藤医大ら,肌の色ムラの原因をLC-OCTで解明

藤田医科大学と日本メナード化粧品は,LC-OCTを用いて肌の色ムラ(特に赤色のムラ)が生じるメカニズムについて研究を進め,色ムラのある肌では局所的な毛細血管の消失と拡張が起こっていることを発見した(ニュースリリース)。

肌の色ムラは,肌の美しさを低下させる要因のひとつ。今回の研究では,色ムラの中でも特に血液に由来する赤色のムラ(赤ムラ)に着目してその発生メカニズムについて研究を進めた。

赤ムラが目立つ部分(頬の肌)と赤ムラが目立たない部分(腕の内側の肌)における肌内部の毛細血管の構造を,ラインフィールド共焦点光コヒーレンストモグラフィー(LC-OCT)を用いて比較した。

その結果,赤ムラが目立たない部分では毛細血管が均一に分布しているのに対し,赤ムラが目立つ部分では毛細血管の分布が乱れて不均一になっていることがわかった。この結果から,肌の赤ムラは毛細血管の不均一な分布が原因だと考えられた。

赤ムラが生じる頻度が高い頬は紫外線を浴びやすいため,赤ムラの発生には紫外線の影響があると考え,毛細血管を構成する細胞である血管内皮細胞を用いてその発生メカニズムについて検討した。
◆ ◆ ◆ ◆ ◆ ◆ ◆
## 作業指示
a – 肌の赤ムラに関する記事において、赤ムラが目立たない部分として比較に用いられたのは体のどの部位の肌ですか。
b – 肌の赤ムラに関する記事のうち、「藤医大ら,肌の色ムラの原因をLC-OCTで解明」から「な分布が原因だと考えられた。」までの部分を一字も変えずに打ち直してください。
c – 肌の赤ムラに関する記事について、最後の文に続く内容を書き進めてください。

## 提供資料
◆ ◆ ◆ ◆ ◆ ◆ ◆
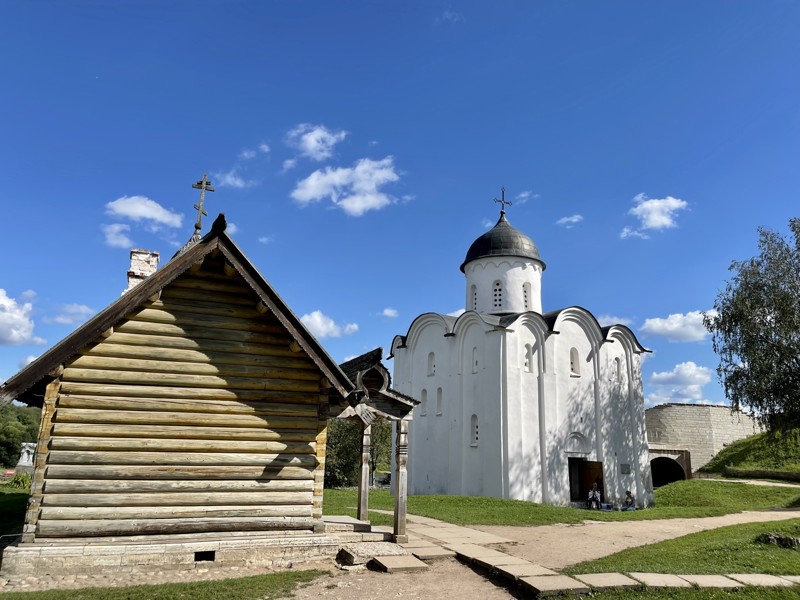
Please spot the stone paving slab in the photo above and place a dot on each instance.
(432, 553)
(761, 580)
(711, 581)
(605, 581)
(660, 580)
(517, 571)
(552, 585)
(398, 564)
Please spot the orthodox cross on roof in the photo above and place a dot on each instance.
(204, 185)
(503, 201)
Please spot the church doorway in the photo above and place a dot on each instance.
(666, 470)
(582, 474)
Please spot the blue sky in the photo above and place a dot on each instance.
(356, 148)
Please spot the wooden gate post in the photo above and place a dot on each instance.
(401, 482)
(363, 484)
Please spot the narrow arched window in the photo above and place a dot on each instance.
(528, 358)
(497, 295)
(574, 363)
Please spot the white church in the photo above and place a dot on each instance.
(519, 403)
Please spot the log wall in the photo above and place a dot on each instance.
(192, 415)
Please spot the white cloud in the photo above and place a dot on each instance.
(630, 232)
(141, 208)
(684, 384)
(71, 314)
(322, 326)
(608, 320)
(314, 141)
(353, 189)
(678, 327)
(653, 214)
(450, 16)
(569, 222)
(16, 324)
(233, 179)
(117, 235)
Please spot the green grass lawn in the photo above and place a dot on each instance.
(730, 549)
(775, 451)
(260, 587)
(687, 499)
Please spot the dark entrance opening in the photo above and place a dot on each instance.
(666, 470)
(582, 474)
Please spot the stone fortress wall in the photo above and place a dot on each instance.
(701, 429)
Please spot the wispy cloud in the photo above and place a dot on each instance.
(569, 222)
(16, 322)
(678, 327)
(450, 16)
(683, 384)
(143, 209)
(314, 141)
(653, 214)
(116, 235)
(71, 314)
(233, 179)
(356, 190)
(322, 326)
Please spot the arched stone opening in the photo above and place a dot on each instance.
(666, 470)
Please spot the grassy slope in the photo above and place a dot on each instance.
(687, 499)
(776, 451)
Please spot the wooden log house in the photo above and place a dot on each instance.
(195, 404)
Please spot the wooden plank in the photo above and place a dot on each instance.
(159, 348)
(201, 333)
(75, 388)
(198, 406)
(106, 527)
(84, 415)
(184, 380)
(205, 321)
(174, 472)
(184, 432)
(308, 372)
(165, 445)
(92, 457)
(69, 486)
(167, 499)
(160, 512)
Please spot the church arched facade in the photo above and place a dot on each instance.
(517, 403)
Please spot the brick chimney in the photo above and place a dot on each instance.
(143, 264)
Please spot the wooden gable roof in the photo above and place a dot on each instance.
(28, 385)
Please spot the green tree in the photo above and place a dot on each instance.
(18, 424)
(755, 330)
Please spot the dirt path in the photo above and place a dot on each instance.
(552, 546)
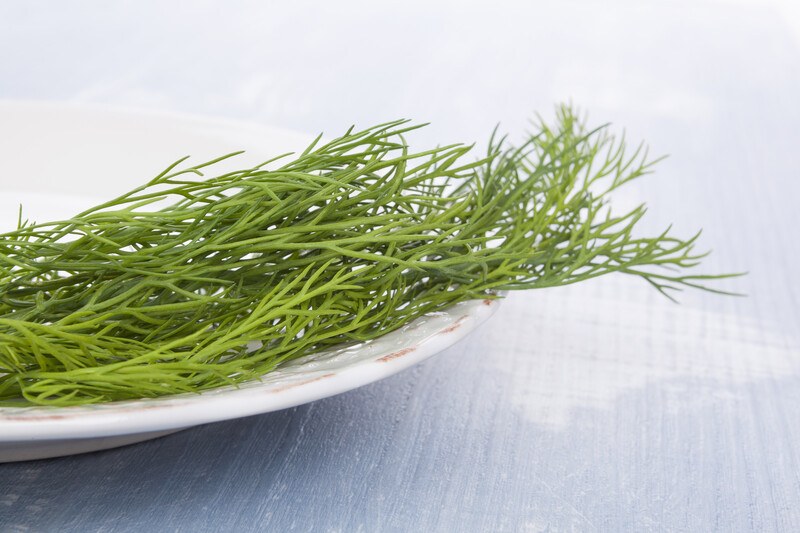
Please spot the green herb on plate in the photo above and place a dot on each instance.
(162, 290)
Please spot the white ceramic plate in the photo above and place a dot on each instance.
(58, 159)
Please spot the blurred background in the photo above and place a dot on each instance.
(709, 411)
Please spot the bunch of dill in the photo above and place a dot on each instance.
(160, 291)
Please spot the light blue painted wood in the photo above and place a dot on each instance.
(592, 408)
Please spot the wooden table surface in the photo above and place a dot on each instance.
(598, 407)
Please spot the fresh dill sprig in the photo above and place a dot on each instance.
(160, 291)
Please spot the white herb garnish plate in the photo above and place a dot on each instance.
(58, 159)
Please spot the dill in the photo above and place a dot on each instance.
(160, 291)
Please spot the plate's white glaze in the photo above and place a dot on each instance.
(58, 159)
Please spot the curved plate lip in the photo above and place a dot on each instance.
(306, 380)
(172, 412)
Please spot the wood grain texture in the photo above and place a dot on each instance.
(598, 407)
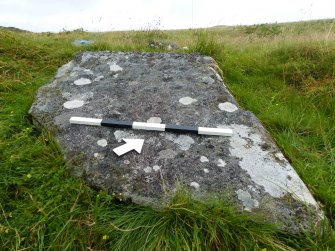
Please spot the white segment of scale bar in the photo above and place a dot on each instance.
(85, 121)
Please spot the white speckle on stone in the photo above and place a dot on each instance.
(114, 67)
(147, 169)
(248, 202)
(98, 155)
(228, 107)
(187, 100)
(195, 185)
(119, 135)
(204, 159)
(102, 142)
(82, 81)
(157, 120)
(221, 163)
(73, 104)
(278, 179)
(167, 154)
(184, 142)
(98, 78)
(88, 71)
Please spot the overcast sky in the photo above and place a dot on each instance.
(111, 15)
◆ ◆ ◆ ◆ ◆ ◆ ◆
## 各問の解答
a – 腕の内側の肌です。

b –
藤医大ら,肌の色ムラの原因をLC-OCTで解明

藤田医科大学と日本メナード化粧品は,LC-OCTを用いて肌の色ムラ(特に赤色のムラ)が生じるメカニズムについて研究を進め,色ムラのある肌では局所的な毛細血管の消失と拡張が起こっていることを発見した(ニュースリリース)。

肌の色ムラは,肌の美しさを低下させる要因のひとつ。今回の研究では,色ムラの中でも特に血液に由来する赤色のムラ(赤ムラ)に着目してその発生メカニズムについて研究を進めた。

赤ムラが目立つ部分(頬の肌)と赤ムラが目立たない部分(腕の内側の肌)における肌内部の毛細血管の構造を,ラインフィールド共焦点光コヒーレンストモグラフィー(LC-OCT)を用いて比較した。

その結果,赤ムラが目立たない部分では毛細血管が均一に分布しているのに対し,赤ムラが目立つ部分では毛細血管の分布が乱れて不均一になっていることがわかった。この結果から,肌の赤ムラは毛細血管の不均一な分布が原因だと考えられた。

c –
その結果,紫外線によって毛細血管の維持に関与する受容体が減少する一方,拡張に関与する受容体が増加することを発見した。すなわち,紫外線によって毛細血管の消失と拡張が同時に引き起こされ,その結果,毛細血管の分布が不均一になることが,赤ムラが生じるメカニズムと考えられた。

これらの結果から,肌の赤ムラは,紫外線によって毛細血管の消失と拡張が同時に引き起こされ,その結果,毛細血管の分布が不均一になることで生じると考えられた。研究グループは今後,この成果を,肌の色ムラで悩んでいる人々のために,美容技術や治療法の開発に応用していくとしている。